───── Data extract

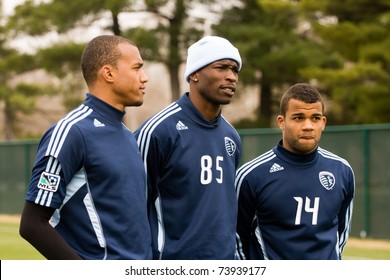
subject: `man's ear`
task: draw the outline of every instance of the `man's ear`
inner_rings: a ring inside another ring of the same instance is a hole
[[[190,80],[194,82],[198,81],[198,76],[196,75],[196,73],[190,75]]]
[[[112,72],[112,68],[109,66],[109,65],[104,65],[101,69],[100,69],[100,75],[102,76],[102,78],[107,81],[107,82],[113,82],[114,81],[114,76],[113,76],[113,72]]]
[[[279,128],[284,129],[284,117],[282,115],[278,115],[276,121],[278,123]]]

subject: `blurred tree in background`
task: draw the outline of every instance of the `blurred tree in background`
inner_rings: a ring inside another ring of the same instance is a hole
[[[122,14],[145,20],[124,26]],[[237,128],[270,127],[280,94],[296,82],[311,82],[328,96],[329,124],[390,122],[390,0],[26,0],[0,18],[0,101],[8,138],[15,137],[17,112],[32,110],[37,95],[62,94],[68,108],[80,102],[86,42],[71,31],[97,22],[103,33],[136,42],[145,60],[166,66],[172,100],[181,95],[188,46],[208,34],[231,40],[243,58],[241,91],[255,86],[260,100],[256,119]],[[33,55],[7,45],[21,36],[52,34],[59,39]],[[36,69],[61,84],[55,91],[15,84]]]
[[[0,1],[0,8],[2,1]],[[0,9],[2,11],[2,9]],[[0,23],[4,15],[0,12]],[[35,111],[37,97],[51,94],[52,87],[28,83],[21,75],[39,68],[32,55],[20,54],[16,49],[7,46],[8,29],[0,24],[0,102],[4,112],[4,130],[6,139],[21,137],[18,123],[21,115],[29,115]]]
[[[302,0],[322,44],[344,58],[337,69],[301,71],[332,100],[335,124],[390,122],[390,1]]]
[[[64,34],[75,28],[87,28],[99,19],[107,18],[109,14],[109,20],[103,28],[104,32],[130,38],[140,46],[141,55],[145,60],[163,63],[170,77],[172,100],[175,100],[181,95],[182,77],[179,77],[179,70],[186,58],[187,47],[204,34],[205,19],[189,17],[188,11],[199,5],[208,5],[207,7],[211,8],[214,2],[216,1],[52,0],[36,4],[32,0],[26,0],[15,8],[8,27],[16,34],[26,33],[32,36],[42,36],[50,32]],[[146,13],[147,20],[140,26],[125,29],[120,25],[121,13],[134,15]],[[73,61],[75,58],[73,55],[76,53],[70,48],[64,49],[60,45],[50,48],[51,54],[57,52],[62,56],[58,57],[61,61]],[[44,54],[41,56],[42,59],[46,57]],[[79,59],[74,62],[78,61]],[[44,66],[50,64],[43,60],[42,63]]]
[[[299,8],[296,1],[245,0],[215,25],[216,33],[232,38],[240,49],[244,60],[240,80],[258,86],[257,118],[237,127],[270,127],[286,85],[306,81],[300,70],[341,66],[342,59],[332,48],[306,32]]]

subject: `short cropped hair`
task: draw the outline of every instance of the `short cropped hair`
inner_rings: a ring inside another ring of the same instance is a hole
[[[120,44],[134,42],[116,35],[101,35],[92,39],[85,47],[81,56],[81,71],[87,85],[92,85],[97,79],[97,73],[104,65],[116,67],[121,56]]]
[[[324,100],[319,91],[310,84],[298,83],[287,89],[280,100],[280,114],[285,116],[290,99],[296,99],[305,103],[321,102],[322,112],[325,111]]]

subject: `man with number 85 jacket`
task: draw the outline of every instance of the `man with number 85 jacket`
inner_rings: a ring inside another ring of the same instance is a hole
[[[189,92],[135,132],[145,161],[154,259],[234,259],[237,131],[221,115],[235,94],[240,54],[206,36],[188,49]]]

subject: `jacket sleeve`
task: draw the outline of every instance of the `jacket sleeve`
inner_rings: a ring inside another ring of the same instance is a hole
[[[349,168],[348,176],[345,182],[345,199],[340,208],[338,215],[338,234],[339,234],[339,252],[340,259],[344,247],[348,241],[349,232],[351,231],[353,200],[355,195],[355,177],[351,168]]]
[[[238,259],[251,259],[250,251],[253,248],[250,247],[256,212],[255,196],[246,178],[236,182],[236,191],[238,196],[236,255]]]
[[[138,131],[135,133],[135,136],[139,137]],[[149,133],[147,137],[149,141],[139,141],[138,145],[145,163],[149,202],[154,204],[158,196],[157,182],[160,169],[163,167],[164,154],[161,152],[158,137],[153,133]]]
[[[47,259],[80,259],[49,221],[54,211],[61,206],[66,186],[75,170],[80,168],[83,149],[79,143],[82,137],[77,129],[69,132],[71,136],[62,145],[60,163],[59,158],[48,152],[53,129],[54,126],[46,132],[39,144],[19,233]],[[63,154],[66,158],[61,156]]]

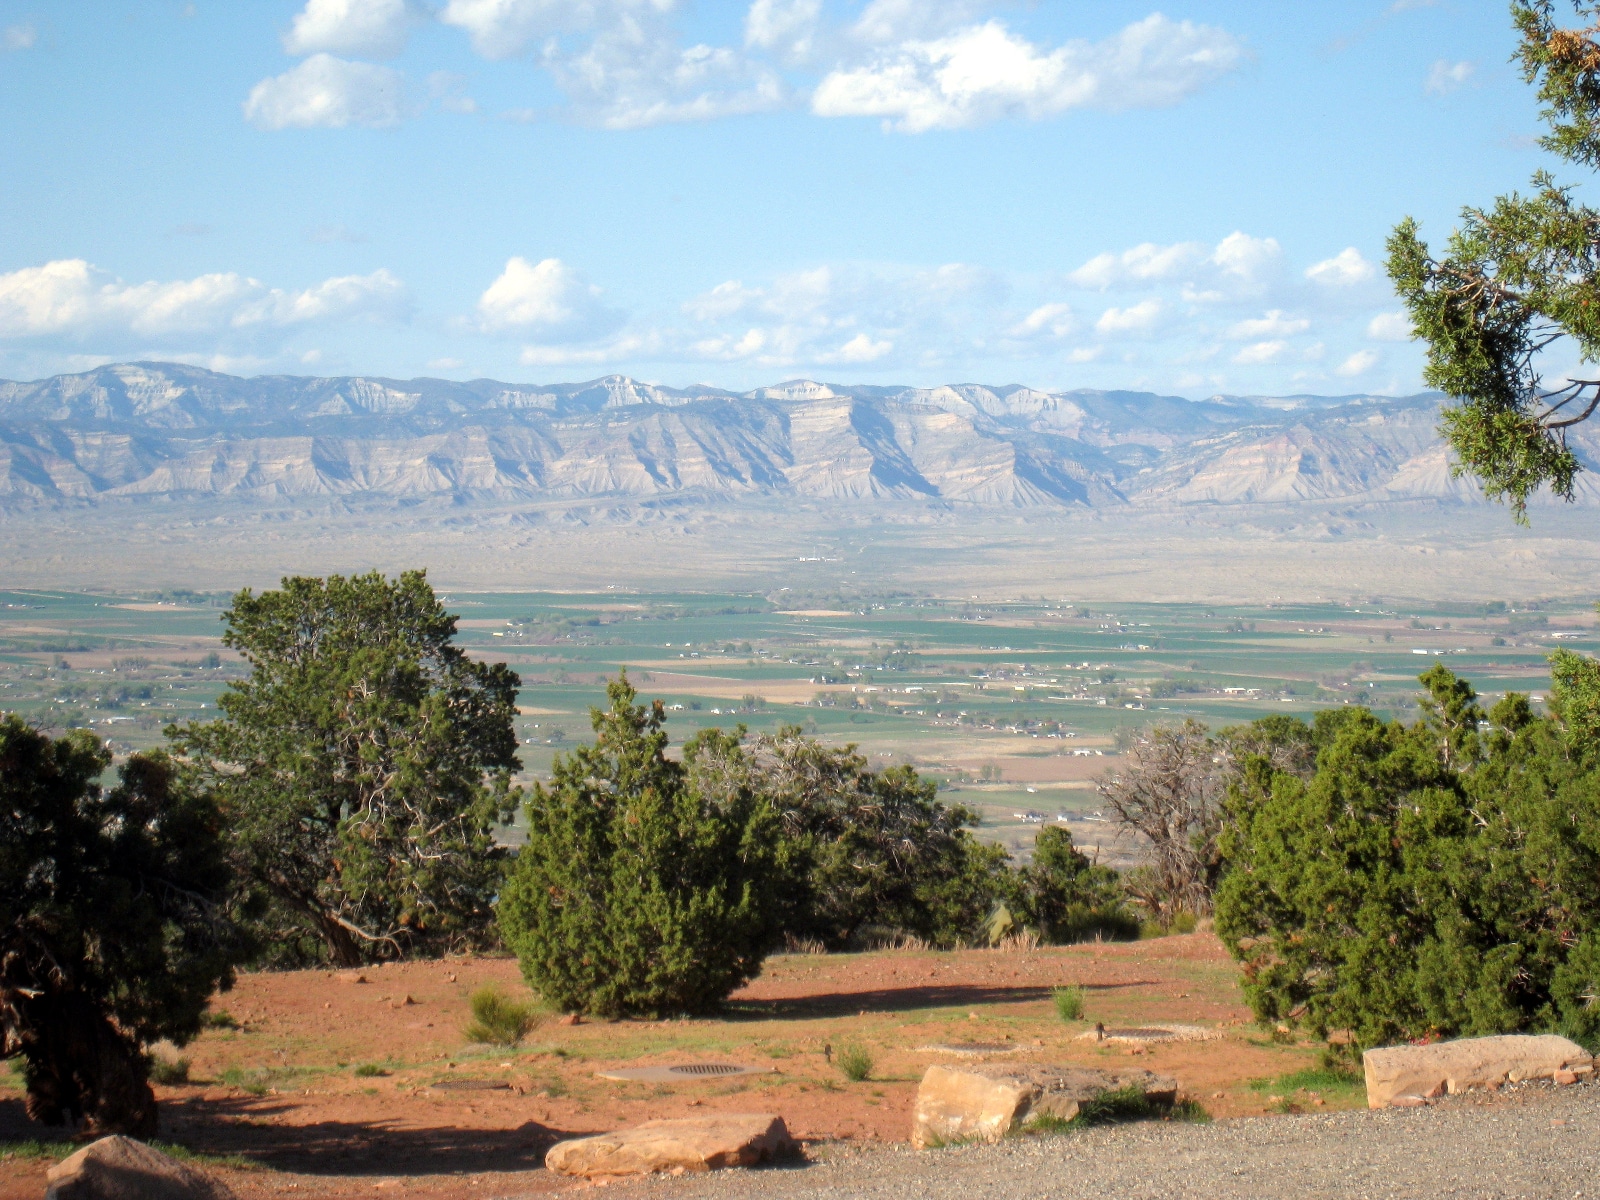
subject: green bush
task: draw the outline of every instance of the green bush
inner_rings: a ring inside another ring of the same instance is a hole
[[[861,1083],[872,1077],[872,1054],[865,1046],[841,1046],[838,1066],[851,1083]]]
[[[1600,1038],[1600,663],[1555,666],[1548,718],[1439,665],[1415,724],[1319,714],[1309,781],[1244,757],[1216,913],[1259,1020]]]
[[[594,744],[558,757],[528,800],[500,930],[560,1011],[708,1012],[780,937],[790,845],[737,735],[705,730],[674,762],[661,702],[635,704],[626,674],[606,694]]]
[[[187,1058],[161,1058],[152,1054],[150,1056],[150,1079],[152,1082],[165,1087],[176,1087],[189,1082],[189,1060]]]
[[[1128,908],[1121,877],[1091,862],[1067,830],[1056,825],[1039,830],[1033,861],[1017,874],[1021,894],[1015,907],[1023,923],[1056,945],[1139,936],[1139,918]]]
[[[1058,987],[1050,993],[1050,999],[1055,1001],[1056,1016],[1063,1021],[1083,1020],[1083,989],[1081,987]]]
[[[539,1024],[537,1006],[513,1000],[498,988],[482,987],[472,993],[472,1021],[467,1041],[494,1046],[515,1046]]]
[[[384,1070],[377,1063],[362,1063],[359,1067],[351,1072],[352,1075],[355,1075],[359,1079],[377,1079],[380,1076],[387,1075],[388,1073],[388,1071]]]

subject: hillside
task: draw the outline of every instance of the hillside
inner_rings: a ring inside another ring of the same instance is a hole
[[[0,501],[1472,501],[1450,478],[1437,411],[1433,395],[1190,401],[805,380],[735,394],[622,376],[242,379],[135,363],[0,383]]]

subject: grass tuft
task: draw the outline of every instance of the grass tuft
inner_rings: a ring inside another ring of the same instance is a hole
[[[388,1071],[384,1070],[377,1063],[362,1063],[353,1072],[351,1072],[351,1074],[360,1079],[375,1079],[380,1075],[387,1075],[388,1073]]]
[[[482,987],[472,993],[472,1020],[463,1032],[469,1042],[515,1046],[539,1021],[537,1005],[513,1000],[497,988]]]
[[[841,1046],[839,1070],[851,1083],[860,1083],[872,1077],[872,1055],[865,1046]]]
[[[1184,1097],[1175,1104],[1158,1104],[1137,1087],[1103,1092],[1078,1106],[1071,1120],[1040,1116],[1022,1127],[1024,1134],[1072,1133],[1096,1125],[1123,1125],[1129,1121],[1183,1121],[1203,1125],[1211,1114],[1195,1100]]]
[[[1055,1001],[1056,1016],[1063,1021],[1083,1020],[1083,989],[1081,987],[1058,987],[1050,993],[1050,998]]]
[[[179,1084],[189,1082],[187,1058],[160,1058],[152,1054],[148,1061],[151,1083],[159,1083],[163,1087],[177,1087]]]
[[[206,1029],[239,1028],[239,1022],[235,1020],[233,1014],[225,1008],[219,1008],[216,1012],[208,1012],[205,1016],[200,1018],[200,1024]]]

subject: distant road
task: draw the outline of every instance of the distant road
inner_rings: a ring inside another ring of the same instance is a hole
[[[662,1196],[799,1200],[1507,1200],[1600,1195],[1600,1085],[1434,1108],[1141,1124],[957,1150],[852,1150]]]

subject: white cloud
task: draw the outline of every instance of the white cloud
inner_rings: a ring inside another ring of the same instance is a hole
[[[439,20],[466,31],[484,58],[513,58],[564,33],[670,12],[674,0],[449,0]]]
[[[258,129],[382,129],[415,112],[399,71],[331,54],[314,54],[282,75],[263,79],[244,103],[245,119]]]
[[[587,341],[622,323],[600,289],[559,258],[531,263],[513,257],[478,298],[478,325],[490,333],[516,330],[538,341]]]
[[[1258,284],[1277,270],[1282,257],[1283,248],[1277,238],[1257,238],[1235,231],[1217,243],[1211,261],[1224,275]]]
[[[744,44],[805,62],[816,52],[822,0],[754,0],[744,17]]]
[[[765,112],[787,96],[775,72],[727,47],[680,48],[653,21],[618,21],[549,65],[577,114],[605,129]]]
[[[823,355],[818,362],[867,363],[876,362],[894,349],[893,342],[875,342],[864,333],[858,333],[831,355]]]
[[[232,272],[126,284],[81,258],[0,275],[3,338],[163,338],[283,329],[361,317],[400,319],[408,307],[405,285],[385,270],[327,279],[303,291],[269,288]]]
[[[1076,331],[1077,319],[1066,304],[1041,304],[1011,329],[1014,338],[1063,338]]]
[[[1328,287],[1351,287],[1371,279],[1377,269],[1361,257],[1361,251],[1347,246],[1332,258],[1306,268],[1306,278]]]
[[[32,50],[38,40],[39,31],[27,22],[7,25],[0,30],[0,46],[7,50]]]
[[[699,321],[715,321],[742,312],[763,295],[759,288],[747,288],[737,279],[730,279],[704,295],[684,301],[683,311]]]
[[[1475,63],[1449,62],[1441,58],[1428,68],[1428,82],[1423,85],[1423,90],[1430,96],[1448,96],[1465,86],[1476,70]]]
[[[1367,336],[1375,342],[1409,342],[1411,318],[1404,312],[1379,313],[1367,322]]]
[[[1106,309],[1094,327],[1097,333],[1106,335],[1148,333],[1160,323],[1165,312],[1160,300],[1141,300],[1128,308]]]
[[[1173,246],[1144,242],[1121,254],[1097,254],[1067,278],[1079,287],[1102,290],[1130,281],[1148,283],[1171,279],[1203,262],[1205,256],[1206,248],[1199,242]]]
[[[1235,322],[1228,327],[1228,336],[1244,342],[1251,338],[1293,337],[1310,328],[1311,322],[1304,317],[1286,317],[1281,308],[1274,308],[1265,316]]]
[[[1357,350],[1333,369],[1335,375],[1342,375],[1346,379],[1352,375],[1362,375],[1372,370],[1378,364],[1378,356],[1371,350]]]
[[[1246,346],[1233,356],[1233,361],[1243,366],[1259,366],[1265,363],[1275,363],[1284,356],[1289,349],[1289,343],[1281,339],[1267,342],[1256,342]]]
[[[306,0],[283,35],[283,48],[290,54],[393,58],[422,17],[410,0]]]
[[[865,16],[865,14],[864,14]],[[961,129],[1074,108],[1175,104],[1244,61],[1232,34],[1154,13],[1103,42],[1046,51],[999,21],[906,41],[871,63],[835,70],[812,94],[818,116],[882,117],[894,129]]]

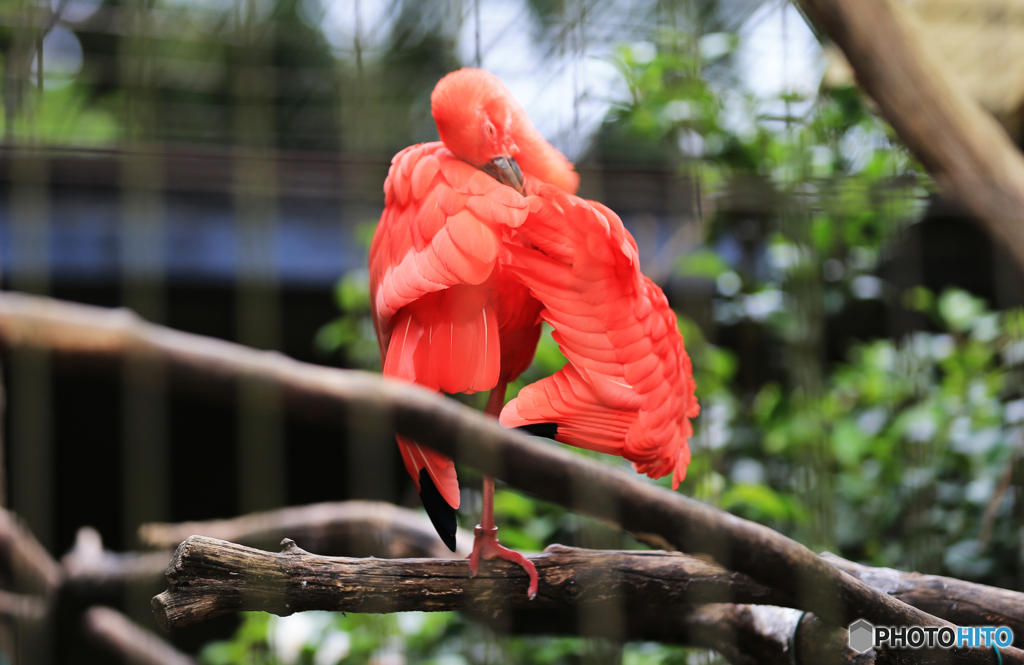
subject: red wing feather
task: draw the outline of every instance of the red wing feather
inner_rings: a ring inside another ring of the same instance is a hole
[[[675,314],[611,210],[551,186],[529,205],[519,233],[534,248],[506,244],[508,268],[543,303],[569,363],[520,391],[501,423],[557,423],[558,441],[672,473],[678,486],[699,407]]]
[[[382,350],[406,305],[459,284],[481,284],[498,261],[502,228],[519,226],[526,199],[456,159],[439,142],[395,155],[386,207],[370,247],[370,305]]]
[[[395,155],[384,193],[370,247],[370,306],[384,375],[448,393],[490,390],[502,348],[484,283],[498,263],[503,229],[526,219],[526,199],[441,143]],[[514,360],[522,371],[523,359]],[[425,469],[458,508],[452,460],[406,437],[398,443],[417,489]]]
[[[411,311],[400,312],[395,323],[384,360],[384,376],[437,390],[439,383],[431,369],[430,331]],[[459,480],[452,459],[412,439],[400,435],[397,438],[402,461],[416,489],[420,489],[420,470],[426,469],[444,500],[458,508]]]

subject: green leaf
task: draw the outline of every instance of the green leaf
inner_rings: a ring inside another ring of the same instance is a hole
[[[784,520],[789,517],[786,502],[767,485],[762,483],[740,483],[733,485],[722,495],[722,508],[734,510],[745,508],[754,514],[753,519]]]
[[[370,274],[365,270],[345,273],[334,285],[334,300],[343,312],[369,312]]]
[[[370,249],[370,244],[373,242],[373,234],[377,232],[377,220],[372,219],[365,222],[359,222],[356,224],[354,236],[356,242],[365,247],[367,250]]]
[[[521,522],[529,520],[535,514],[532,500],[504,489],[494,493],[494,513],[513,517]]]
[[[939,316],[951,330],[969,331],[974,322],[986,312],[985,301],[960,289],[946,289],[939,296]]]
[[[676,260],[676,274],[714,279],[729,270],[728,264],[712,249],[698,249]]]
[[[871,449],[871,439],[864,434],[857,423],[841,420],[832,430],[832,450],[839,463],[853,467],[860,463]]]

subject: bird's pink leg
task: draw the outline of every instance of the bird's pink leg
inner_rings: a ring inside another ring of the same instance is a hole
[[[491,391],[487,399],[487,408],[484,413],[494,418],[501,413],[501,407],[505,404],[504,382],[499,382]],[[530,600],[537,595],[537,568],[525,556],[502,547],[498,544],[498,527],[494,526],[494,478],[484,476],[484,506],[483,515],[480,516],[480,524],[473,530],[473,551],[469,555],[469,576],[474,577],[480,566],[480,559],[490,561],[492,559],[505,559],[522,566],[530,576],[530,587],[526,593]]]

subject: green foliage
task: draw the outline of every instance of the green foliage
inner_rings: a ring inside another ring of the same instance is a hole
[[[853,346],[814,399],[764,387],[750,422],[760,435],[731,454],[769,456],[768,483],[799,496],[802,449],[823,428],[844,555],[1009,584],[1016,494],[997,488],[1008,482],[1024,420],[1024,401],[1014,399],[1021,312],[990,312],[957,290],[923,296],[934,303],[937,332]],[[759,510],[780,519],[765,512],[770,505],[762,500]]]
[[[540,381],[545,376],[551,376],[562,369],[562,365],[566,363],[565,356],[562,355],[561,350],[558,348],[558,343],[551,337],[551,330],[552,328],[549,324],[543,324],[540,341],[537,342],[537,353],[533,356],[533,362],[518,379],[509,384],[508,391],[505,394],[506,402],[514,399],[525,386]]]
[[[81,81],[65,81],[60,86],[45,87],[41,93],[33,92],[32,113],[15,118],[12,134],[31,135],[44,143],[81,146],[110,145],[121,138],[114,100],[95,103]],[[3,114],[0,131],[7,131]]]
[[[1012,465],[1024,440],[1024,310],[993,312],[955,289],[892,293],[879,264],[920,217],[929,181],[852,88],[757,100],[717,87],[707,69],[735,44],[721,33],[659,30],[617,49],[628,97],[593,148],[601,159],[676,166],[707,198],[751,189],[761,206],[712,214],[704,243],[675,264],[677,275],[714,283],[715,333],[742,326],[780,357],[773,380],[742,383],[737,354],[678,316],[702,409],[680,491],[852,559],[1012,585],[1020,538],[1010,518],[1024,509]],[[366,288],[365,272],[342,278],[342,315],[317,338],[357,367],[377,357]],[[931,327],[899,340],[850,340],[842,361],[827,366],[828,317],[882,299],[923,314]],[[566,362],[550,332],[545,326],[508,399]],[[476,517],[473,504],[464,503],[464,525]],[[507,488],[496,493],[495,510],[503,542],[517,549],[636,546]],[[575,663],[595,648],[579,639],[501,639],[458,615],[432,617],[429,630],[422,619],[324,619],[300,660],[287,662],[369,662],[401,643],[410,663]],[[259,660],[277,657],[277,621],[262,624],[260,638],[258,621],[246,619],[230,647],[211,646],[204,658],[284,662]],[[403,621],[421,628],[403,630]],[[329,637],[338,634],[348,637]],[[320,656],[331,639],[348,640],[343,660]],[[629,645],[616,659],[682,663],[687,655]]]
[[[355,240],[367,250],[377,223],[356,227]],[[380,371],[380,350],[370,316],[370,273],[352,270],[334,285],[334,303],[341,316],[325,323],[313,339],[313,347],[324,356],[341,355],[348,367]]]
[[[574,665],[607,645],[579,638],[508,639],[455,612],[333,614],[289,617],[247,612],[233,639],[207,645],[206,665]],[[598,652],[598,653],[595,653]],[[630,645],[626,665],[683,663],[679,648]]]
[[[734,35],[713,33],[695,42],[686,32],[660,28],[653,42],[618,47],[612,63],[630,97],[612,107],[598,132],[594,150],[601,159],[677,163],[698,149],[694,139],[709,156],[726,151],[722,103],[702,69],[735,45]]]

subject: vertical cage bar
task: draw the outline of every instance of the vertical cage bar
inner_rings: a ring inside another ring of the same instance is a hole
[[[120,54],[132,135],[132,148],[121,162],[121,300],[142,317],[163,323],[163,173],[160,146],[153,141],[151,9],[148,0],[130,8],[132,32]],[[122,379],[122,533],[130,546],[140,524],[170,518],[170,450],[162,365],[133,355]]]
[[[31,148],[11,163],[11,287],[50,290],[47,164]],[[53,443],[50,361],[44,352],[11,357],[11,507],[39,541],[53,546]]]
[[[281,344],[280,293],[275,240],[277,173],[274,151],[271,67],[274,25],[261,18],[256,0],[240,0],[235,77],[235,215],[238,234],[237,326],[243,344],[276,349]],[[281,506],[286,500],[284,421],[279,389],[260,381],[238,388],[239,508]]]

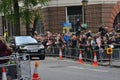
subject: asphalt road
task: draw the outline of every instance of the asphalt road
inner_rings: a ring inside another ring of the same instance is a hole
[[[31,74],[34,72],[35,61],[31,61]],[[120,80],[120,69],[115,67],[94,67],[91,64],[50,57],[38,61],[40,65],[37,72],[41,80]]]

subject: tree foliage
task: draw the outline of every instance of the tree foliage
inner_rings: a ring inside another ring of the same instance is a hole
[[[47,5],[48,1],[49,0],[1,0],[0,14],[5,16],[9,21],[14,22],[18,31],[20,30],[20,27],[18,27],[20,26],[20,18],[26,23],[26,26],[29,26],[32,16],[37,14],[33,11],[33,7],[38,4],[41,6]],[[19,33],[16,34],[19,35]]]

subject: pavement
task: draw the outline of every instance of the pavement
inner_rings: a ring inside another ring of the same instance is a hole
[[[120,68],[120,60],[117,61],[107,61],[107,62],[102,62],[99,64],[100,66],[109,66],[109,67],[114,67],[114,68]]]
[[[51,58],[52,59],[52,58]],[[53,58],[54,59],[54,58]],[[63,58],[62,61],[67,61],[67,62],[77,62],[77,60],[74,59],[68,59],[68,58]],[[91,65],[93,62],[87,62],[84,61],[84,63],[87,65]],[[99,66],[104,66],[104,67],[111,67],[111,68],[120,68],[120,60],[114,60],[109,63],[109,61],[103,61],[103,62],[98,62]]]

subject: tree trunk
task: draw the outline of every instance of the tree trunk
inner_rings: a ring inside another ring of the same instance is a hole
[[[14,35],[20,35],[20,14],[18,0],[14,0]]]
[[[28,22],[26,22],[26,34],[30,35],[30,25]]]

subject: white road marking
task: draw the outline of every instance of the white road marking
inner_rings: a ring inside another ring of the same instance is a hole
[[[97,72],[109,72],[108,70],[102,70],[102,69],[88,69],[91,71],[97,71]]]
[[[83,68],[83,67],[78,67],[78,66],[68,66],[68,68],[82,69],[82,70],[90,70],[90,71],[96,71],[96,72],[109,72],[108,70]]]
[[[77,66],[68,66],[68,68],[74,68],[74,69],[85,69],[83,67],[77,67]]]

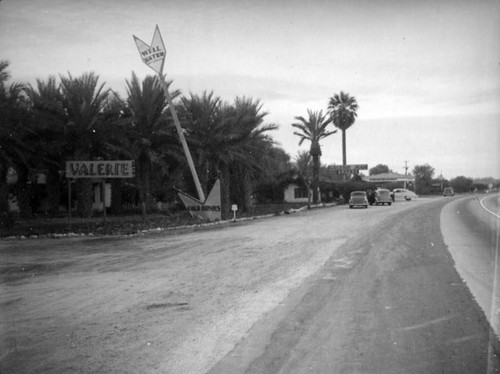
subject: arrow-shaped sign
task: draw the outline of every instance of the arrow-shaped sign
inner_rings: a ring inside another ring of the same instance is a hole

──────────

§ **How to complete this task**:
Read the entries above, then pull out the lines that include "arrow".

§ **Result**:
subject: arrow-shaped sign
task: draw the outline of every instance of the arrow-shaped sign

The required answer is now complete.